Write out the whole abstract below on Kircher and Getaldić word for word, leaving out the rows that follow it.

___ SELECTED TEXT

Izvorni znanstveni članak

Athanasius Kircher on Marin Getaldić’s Promotus Archimedes

Ivica Martinović orcid.org/0000-0003-0424-1242 ; Dubrovnik,Hrvatska

Sažetak

Athanasius Kircher, first as professor of mathematics at the Collegium Romanum, and later as scholar, expounded the foundations of hydrostatics in three of his works. In his synthesis on magnetism Magnes sive de arte magnetica opus tripartitum (1643), he mentions only Archimedes as his source, while in the first tome of his geological work Mundus subterraneus (1665), Archimedes is joined by Getaldić and Galileo. Only in his Mundi subterranei tomus secundus (1665), completed in the middle of 1663, does the Roman professor expound hydrostatics more thoroughly, and in so doing fully leans on Getaldić. Namely, within experimental metalostatics Kircher focuses on two practical problems solved by Getaldić at the end of his Promotus Archimedes, whereby a number of Getaldić’s examples he transforms into his ‘propositions.’ Although in the exposition he leans only on Getaldić’s examples, Kircher ultimately admits that Getaldić has proved the general theorem for determining the portion of one metal in the alloy. Finally, Kircher also adopted Getaldić’s tables, as he enclosed the so-called abacus, a table which he composed of Getaldić’s two tables of relative weights.

______
___ SUPPLIED DATA

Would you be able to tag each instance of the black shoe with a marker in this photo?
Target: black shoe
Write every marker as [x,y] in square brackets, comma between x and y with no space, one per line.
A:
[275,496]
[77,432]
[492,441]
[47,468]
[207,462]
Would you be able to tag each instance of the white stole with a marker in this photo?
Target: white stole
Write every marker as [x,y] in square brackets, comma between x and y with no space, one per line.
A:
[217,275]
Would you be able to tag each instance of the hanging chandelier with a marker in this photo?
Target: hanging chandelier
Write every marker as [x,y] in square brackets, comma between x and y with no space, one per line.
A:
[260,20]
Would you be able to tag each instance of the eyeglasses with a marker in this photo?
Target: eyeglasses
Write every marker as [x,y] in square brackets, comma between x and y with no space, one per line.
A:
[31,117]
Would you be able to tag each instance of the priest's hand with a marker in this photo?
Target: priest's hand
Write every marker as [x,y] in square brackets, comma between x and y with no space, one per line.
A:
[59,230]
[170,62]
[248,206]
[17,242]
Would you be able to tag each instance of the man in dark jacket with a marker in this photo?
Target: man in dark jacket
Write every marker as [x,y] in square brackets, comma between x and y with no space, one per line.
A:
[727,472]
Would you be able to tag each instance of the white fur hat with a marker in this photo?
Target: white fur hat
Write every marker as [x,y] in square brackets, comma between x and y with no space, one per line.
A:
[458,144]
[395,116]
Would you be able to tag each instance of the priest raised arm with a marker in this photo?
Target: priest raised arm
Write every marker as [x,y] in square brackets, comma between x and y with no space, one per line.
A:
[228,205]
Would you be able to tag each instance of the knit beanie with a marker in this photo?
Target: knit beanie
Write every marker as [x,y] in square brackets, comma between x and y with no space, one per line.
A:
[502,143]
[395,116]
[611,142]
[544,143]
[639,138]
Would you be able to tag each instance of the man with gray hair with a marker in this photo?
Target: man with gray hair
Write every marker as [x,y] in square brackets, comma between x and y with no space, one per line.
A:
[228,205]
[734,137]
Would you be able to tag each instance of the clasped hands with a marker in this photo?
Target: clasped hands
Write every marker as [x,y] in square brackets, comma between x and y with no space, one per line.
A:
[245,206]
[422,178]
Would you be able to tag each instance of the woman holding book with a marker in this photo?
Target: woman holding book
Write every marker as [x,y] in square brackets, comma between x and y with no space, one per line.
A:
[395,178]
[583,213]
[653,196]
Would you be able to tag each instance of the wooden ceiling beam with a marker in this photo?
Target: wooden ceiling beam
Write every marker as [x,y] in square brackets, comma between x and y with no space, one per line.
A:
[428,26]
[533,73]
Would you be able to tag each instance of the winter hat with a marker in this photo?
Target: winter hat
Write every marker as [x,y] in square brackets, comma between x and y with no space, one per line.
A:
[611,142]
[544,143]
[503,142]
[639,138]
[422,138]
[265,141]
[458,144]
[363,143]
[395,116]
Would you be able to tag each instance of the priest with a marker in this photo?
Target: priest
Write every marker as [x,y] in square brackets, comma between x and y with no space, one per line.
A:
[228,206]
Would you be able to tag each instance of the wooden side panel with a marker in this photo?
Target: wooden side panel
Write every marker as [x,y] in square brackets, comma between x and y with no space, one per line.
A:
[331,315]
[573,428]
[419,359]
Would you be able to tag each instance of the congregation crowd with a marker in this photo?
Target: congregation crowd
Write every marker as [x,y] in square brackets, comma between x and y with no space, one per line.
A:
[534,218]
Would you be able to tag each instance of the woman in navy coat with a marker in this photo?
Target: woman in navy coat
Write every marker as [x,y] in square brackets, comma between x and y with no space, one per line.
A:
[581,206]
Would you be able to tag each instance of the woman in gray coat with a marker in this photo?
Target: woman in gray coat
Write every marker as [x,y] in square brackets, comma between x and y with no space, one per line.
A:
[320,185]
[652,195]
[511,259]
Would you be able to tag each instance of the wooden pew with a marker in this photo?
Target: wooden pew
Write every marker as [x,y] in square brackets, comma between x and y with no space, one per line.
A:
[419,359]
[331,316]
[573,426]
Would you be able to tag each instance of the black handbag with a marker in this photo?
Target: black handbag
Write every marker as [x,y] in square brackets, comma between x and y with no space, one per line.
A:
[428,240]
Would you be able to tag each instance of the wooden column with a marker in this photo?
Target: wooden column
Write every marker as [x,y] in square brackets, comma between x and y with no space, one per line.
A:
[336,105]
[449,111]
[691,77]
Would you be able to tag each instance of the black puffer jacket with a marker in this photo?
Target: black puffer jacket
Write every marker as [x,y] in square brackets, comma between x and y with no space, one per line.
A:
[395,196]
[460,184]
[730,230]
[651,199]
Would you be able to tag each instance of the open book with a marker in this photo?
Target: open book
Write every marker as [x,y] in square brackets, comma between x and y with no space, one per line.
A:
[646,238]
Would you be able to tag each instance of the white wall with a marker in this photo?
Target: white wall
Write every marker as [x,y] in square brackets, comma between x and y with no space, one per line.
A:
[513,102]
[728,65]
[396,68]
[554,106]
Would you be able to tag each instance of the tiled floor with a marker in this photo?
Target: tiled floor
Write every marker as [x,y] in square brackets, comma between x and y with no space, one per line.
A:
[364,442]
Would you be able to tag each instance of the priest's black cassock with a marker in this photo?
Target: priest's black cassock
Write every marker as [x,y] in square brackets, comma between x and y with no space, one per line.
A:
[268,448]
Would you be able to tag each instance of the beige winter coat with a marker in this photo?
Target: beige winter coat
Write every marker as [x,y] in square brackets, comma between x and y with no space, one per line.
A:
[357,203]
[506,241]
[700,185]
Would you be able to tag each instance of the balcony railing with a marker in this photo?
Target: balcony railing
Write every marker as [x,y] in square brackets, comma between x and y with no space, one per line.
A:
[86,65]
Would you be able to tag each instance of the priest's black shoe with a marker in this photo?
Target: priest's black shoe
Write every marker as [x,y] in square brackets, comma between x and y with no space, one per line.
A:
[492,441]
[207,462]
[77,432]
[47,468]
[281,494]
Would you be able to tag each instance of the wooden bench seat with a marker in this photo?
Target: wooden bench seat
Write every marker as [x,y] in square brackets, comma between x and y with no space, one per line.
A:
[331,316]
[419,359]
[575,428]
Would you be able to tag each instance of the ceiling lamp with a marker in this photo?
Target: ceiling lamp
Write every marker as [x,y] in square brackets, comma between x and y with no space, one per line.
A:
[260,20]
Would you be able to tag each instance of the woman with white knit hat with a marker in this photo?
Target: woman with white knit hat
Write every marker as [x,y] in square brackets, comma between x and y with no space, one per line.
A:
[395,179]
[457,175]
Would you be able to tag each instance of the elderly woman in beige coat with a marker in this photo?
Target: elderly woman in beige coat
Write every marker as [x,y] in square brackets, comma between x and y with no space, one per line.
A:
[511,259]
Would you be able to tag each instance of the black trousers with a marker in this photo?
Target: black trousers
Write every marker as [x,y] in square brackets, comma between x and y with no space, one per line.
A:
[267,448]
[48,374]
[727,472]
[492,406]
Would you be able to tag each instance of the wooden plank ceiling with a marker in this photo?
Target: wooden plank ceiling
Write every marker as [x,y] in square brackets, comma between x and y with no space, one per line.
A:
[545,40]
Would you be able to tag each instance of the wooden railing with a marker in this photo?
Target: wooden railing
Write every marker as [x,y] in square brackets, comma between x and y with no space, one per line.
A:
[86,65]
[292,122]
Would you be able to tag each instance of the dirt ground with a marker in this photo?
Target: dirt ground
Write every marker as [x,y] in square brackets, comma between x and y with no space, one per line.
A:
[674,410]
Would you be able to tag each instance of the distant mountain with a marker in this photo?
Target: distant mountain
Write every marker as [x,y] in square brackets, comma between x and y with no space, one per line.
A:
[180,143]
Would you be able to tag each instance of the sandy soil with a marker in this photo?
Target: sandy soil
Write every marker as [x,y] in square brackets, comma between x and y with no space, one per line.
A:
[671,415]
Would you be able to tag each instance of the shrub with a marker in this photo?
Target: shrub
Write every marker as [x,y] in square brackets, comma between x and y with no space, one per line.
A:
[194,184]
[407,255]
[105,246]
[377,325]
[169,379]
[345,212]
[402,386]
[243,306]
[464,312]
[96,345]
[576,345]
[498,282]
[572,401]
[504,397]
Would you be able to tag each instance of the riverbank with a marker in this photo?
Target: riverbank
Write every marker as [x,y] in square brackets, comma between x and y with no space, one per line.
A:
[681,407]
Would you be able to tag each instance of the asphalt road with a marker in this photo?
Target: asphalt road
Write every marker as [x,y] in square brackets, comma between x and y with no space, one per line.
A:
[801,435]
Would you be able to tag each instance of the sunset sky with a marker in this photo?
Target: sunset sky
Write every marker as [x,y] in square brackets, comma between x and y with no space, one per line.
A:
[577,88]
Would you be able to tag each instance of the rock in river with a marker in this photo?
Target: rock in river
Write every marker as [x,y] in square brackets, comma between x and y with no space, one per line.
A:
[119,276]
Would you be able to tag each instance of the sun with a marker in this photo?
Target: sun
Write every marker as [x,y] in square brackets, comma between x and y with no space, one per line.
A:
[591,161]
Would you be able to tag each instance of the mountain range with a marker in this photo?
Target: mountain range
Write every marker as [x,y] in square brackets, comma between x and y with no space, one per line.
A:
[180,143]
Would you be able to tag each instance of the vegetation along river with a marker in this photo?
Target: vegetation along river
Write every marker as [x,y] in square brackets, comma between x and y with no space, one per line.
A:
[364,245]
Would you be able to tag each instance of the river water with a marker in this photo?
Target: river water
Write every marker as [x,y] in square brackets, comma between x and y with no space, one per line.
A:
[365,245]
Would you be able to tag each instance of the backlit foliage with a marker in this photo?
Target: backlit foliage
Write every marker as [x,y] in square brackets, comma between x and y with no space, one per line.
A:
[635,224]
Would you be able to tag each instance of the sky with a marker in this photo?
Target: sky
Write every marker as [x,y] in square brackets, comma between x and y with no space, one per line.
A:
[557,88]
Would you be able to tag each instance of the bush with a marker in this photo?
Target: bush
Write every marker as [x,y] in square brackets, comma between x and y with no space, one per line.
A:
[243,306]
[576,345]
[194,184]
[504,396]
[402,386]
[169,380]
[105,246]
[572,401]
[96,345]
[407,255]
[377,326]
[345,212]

______

SOLUTION TO THE EXERCISE.
Izvorni znanstveni članak

Athanasius Kircher on Marin Getaldić’s Promotus Archimedes

Ivica Martinović orcid.org/0000-0003-0424-1242 ; Dubrovnik,Hrvatska

Sažetak

Athanasius Kircher, first as professor of mathematics at the Collegium Romanum, and later as scholar, expounded the foundations of hydrostatics in three of his works. In his synthesis on magnetism Magnes sive de arte magnetica opus tripartitum (1643), he mentions only Archimedes as his source, while in the first tome of his geological work Mundus subterraneus (1665), Archimedes is joined by Getaldić and Galileo. Only in his Mundi subterranei tomus secundus (1665), completed in the middle of 1663, does the Roman professor expound hydrostatics more thoroughly, and in so doing fully leans on Getaldić. Namely, within experimental metalostatics Kircher focuses on two practical problems solved by Getaldić at the end of his Promotus Archimedes, whereby a number of Getaldić’s examples he transforms into his ‘propositions.’ Although in the exposition he leans only on Getaldić’s examples, Kircher ultimately admits that Getaldić has proved the general theorem for determining the portion of one metal in the alloy. Finally, Kircher also adopted Getaldić’s tables, as he enclosed the so-called abacus, a table which he composed of Getaldić’s two tables of relative weights.